Trecho fornecido ▸
______

Para Kentaro Iwata, diretor da divisão de doenças infecciosas da Universidade de Kobe, a estratégia de testar apenas focos de infecção foi bem-sucedida enquanto o número de casos positivos ainda era baixo. “A alta de casos em Tóquio e Osaka mudou a situação. Agora, o Japão precisa de mais testes”, diz.
Entretanto, imigrantes com sintomas de covid-19 relatam dificuldades para conseguir realizar o exame. Foi o caso de Ana*, paulistana de 37 anos, há 8 no Japão, que está grávida de 8 meses.
Ana trabalha em uma empresa de tecnologia da informação de Tóquio. No fim de fevereiro, uma colega viajou de férias para o Havaí, voltou à empresa, teve febre por dois dias seguidos, foi afastada e voltou a trabalhar depois de dez dias. Em nenhum momento ela foi examinada, o prédio não foi dedetizado e empresa não fez comunicado oficial aos outros funcionários.
“A partir de 16 de março, eu me senti mal e passei a medir a temperatura: 37,6 graus. No dia 17, 37,9 graus, e um cansaço anormal no corpo. Meu marido é japonês, domino o ‘nihongo’ [a língua japonesa] e decidi ligar na linha direta para pedir informações e tentar marcar o teste”, narra.
Ana foi instruída pela atendente a buscar a hotline do centro de triagem de Yokohama, cerca de 30 km ao sul da capital, mas não conseguiu contato. Decidiu então procurar o consultório de sua obstetra, onde fez o único teste disponível, de influenza (H1N1), que deu negativo.
Orientada a esperar dois dias para acompanhar os sintomas, ela foi para casa e se isolou no quarto, sem contato com o marido. Nos dias seguintes, Ana sentiu fadiga, febre, falta de ar e tosse seca, voltou a ligar para o centro de triagem de Yokohama, que a encaminhou a outro número.
“A todo momento, uma voz dizia que o telefonema estava sendo gravado, mas precisei contar a história inteira diversas vezes. O que mais me chocou foi o tom das perguntas, distorcendo o que eu estava dizendo. Eu descrevia os sintomas e, do outro lado, a atendente dizia ‘mas a febre está constante todos os dias, o tempo todo?, mas a dor no peito não necessariamente é por causa da falta de ar, né?’, tentando direcionar para uma situação que não dá suspeita. Tive de bater o pé: não, não foi isso o que eu disse, a ligação está sendo gravada, pode conferir”.
Ao fim, Ana recebeu outro número para ligar, com a promessa de conseguir marcar o teste “se passasse” pela triagem. Quarenta minutos depois na nova ligação, foi orientada a ficar mais dez dias esperando a evolução dos sintomas em casa.

______

Linhas do conjunto ▸

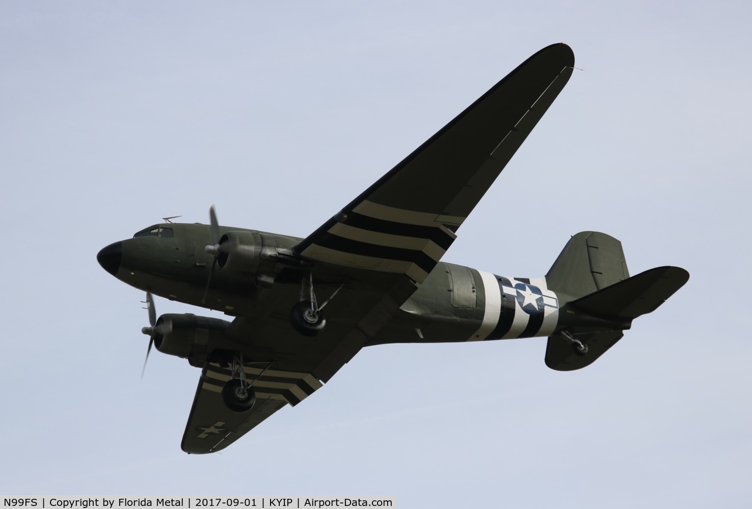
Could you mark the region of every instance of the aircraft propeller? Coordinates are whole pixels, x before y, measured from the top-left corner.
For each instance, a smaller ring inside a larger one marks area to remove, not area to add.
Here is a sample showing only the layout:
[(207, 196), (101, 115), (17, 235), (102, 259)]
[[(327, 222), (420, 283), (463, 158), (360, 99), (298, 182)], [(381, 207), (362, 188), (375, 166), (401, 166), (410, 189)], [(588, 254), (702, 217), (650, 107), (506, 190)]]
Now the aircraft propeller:
[(172, 331), (172, 322), (156, 323), (156, 309), (154, 308), (154, 300), (151, 297), (151, 292), (147, 291), (146, 300), (143, 301), (146, 304), (146, 309), (149, 312), (149, 327), (143, 327), (141, 333), (150, 336), (149, 348), (146, 351), (146, 358), (144, 360), (144, 367), (141, 368), (141, 380), (144, 379), (144, 372), (146, 371), (146, 362), (149, 360), (149, 353), (151, 351), (151, 345), (154, 344), (154, 336), (156, 335), (164, 336), (166, 333)]
[(209, 207), (209, 233), (211, 235), (211, 245), (205, 246), (204, 251), (214, 256), (214, 260), (211, 262), (211, 268), (209, 269), (209, 278), (206, 281), (206, 289), (204, 290), (204, 297), (201, 298), (202, 304), (206, 303), (206, 296), (209, 293), (209, 285), (211, 284), (211, 275), (214, 272), (214, 266), (217, 265), (220, 250), (222, 248), (222, 245), (220, 244), (220, 224), (217, 221), (217, 213), (214, 212), (214, 205)]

______

Ações a realizar ▸
1 – As afirmações (a), (b) e (c) abaixo concordam com o trecho fornecido? Responda sim ou não a cada uma e cite literalmente as palavras do trecho que decidem a resposta.
(a) Ana é paulistana e mora no Japão há 8 anos.
(b) O teste de influenza feito no consultório da obstetra deu positivo.
(c) A colega que voltou do Havaí foi examinada antes de retornar ao trabalho.
2 – Redigite sem nenhuma alteração a parte do trecho fornecido que começa em "Entretanto, imigrantes com" e segue até "de 8 meses.".

Respostas às tarefas ▸
1 –
(a) Sim: "paulistana de 37 anos, há 8 no Japão".
(b) Não: "de influenza (H1N1), que deu negativo".
(c) Não: "Em nenhum momento ela foi examinada".

2 –
Entretanto, imigrantes com sintomas de covid-19 relatam dificuldades para conseguir realizar o exame. Foi o caso de Ana*, paulistana de 37 anos, há 8 no Japão, que está grávida de 8 meses.